▶ DATA
▼
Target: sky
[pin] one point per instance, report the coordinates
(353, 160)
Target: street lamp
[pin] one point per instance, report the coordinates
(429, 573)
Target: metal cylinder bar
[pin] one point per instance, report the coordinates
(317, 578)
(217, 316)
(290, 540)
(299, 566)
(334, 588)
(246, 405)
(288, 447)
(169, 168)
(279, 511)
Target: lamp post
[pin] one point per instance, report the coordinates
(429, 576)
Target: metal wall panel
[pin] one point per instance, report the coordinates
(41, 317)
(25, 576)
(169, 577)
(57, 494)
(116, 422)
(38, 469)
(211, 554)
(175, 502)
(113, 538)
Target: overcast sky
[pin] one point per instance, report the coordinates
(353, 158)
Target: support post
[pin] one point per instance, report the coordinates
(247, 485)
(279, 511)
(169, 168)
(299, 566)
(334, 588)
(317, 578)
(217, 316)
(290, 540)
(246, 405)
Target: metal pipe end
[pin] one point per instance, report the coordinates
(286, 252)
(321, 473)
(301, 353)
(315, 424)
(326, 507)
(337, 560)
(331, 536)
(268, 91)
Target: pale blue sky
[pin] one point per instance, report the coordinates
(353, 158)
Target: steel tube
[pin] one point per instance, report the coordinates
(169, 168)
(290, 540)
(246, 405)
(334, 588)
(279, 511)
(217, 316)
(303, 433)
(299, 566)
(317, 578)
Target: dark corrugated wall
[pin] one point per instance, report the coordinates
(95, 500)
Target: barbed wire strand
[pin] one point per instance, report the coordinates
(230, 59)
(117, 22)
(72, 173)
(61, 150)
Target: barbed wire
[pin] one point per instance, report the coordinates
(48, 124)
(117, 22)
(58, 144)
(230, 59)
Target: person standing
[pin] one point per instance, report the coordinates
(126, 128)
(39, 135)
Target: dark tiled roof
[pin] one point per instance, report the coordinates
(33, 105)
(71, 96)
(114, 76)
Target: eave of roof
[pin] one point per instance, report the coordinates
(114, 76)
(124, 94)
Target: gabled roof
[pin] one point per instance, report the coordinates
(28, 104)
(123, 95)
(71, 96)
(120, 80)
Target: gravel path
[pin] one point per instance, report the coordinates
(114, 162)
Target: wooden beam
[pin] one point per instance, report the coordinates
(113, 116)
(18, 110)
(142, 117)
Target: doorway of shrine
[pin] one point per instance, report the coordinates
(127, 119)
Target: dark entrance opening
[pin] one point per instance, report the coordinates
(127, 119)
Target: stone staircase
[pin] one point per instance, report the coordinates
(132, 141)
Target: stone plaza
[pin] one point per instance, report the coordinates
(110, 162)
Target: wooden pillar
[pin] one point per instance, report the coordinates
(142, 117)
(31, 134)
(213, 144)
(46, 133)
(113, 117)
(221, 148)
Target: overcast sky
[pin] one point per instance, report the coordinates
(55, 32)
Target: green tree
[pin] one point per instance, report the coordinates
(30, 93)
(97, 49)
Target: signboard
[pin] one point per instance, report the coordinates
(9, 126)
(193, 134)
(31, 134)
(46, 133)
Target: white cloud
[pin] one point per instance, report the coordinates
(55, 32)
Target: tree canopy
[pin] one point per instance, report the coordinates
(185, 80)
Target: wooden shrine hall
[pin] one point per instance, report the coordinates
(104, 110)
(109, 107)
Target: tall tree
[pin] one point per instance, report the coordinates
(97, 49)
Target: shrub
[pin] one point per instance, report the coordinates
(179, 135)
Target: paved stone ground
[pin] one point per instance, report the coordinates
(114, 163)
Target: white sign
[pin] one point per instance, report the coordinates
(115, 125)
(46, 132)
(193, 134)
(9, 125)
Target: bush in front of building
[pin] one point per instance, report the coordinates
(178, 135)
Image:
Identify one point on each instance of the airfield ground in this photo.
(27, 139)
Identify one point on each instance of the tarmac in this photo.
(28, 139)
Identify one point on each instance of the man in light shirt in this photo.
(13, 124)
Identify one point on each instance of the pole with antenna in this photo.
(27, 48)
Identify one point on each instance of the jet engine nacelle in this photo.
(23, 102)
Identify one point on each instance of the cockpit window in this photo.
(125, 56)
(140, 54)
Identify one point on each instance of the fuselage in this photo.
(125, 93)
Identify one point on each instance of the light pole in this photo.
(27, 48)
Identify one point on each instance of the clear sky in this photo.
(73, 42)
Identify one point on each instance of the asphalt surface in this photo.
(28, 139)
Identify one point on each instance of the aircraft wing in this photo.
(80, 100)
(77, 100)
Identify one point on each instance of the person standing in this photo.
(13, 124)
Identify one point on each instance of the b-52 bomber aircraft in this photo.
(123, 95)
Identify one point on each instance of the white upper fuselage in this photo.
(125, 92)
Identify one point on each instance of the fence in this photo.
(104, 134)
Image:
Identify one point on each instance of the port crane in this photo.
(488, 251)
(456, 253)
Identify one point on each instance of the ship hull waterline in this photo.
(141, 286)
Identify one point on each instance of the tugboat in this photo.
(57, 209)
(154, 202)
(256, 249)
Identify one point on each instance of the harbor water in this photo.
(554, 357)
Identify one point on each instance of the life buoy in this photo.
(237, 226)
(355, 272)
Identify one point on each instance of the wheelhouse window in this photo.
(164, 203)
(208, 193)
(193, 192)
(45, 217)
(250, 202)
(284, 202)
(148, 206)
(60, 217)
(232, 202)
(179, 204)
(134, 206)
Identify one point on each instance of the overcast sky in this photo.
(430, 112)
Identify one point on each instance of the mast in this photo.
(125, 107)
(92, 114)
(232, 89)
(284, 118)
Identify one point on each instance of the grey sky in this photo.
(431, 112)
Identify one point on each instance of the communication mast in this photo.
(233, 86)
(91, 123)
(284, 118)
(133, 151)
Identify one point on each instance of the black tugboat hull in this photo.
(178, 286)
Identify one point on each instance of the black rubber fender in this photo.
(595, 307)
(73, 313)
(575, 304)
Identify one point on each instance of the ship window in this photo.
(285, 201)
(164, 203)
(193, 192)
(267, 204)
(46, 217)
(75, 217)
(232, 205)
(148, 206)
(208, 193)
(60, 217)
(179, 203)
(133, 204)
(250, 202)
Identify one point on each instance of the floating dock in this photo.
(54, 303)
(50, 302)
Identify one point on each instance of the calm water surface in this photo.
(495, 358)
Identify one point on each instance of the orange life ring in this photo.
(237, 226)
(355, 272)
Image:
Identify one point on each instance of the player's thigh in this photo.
▲
▶ DIRECTIONS
Produce a verbatim transcription of the entries above.

▶ REPLY TO THE EXERCISE
Target: sky
[pin] one point per instance, report the coordinates
(353, 160)
Target: street lamp
[pin] one point per instance, report the coordinates
(429, 573)
Target: metal cylinder bar
[pin] one point per instance, report the coordinates
(317, 578)
(217, 316)
(290, 540)
(299, 566)
(334, 588)
(246, 405)
(288, 447)
(169, 168)
(279, 511)
Target: lamp post
[pin] one point per instance, report the coordinates
(429, 576)
Target: metal wall panel
[pin] one point per instance, report the coordinates
(41, 317)
(25, 576)
(169, 577)
(57, 494)
(116, 422)
(38, 469)
(211, 554)
(175, 502)
(113, 538)
Target: overcast sky
[pin] one point per instance, report the coordinates
(353, 158)
Target: support post
[pin] one point per instance, report the coordinates
(247, 485)
(279, 511)
(169, 168)
(299, 566)
(334, 588)
(317, 578)
(217, 316)
(290, 540)
(246, 405)
Target: metal pipe end
[pin] one point per instance, report the coordinates
(286, 252)
(321, 473)
(301, 353)
(315, 424)
(326, 507)
(337, 560)
(331, 536)
(268, 91)
Target: pale blue sky
[pin] one point per instance, report the coordinates
(353, 158)
Target: steel tube
[pin] one point per instance, report the coordinates
(169, 168)
(290, 540)
(246, 405)
(334, 588)
(279, 511)
(217, 316)
(303, 433)
(299, 566)
(317, 578)
Target: dark corrugated wall
[pin] one point per instance, report the coordinates
(95, 500)
Target: barbed wire strand
[pin] one point per instance, report the coordinates
(230, 59)
(117, 22)
(72, 173)
(61, 150)
Target: barbed wire
[pin] one point per instance, report the coordinates
(48, 124)
(117, 22)
(58, 144)
(230, 59)
Target: person standing
[pin] one point per instance, report the coordinates
(126, 128)
(39, 135)
Target: dark tiled roof
[pin] one point per instance, report the coordinates
(33, 105)
(71, 96)
(114, 76)
Target: eave of roof
[pin] one point per instance, report the coordinates
(114, 76)
(124, 94)
Target: gabled roof
[pin] one point per instance, report the coordinates
(28, 104)
(123, 95)
(71, 96)
(120, 80)
Target: gravel path
[pin] one point per instance, report the coordinates
(114, 162)
Target: wooden beam
[pin] one point per instance, report the coordinates
(113, 116)
(18, 110)
(142, 117)
Target: doorway of shrine
[pin] one point per instance, report the coordinates
(127, 119)
Target: dark entrance opening
[pin] one point per instance, report the coordinates
(127, 119)
Target: stone staircase
[pin] one point per instance, report the coordinates
(132, 141)
Target: stone plaza
[pin] one point per instance, report the coordinates
(110, 162)
Target: wooden pillar
[pin] one point per instance, report the coordinates
(142, 117)
(31, 134)
(213, 144)
(46, 133)
(113, 117)
(221, 148)
Target: overcast sky
[pin] one point per instance, report the coordinates
(55, 32)
Target: green tree
[pin] one point per instance, report the coordinates
(30, 93)
(97, 49)
Target: signboard
[pin] one point per instance, report the coordinates
(9, 126)
(193, 134)
(31, 134)
(46, 133)
Target: white cloud
[pin] one point per instance, report the coordinates
(55, 32)
Target: tree canopy
[pin] one point per instance, report the coordinates
(185, 80)
Target: wooden shrine hall
[pin] one point per instance, report the coordinates
(104, 110)
(109, 107)
Target: tall tree
[pin] one point per instance, report the coordinates
(97, 49)
Target: shrub
[pin] one point per instance, report the coordinates
(179, 135)
Target: paved stone ground
[pin] one point per instance, report the coordinates
(114, 163)
Target: white sign
[pin] one point per instance, report the coordinates
(115, 125)
(46, 132)
(193, 134)
(9, 125)
Target: bush in front of building
[pin] one point per instance, report the coordinates
(178, 135)
Image:
Identify one point on each instance of the airfield ground in this photo.
(27, 139)
Identify one point on each instance of the tarmac in this photo.
(28, 139)
Identify one point on each instance of the man in light shirt in this photo.
(13, 124)
Identify one point on each instance of the pole with antenna in this photo.
(27, 48)
Identify one point on each instance of the jet engine nacelle in this photo.
(23, 102)
Identify one point on each instance of the cockpit window in this photo.
(125, 56)
(140, 54)
Identify one point on each instance of the fuselage in this photo.
(125, 93)
Identify one point on each instance of the light pole in this photo.
(27, 48)
Identify one point on each instance of the clear sky in this photo.
(73, 42)
Identify one point on each instance of the asphalt surface in this photo.
(28, 139)
Identify one point on each instance of the aircraft wing in this photo.
(80, 100)
(77, 100)
Identify one point on each instance of the person standing in this photo.
(13, 124)
Identify one point on each instance of the b-52 bomber aircraft in this photo.
(123, 95)
Identify one point on each instance of the white upper fuselage in this photo.
(125, 92)
Identify one point on each instance of the fence in this photo.
(104, 134)
Image:
Identify one point on each instance of the port crane in this photo.
(488, 251)
(456, 253)
Identify one point on each instance of the ship hull waterline in this photo.
(141, 286)
Identify one point on each instance of the tugboat in this photo.
(57, 209)
(154, 202)
(256, 249)
Identify one point on each instance of the harbor water in this photo.
(554, 357)
Identify one point on each instance of the life buoy in this photo.
(237, 226)
(355, 272)
Identify one point on each instance of the wheelhouse window in this photo.
(164, 203)
(208, 193)
(193, 192)
(45, 217)
(250, 202)
(284, 202)
(148, 206)
(60, 217)
(232, 202)
(179, 204)
(134, 206)
Identify one point on each instance of the overcast sky in this photo.
(430, 112)
Identify one point on each instance of the mast in this photo.
(125, 107)
(92, 114)
(232, 89)
(284, 118)
Identify one point on each instance of the grey sky in this photo.
(431, 112)
Identify one point on each instance of the communication mast in this photo.
(233, 86)
(91, 123)
(284, 118)
(133, 151)
Identify one point on each instance of the black tugboat hull in this photo.
(178, 286)
Identify one point on each instance of the black rubber fender in this photo.
(595, 307)
(73, 313)
(575, 304)
Identify one point on each instance of the ship window in this photo.
(285, 201)
(164, 203)
(193, 192)
(267, 204)
(46, 217)
(75, 217)
(232, 205)
(148, 206)
(208, 193)
(60, 217)
(179, 203)
(133, 204)
(250, 202)
Identify one point on each instance of the floating dock in this photo.
(54, 303)
(50, 302)
Identify one point on each instance of the calm water surface in this photo.
(495, 358)
Identify one point on each instance of the orange life ring in this photo.
(237, 226)
(355, 272)
Image:
Identify one point on each instance of the player's thigh in this photo.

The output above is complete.